Would you set down the lines running from the one that holds "Need: a marker" to the final line of the listing, both included, exactly and with no others?

------ Task input ------

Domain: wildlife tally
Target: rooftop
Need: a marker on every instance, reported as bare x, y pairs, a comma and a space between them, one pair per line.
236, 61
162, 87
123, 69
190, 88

------

◆ **Output for this task**
Need: a marker on every instance, reported as bare x, y pairs, a comma and a space between them, one pair per line.
236, 61
162, 87
123, 69
190, 88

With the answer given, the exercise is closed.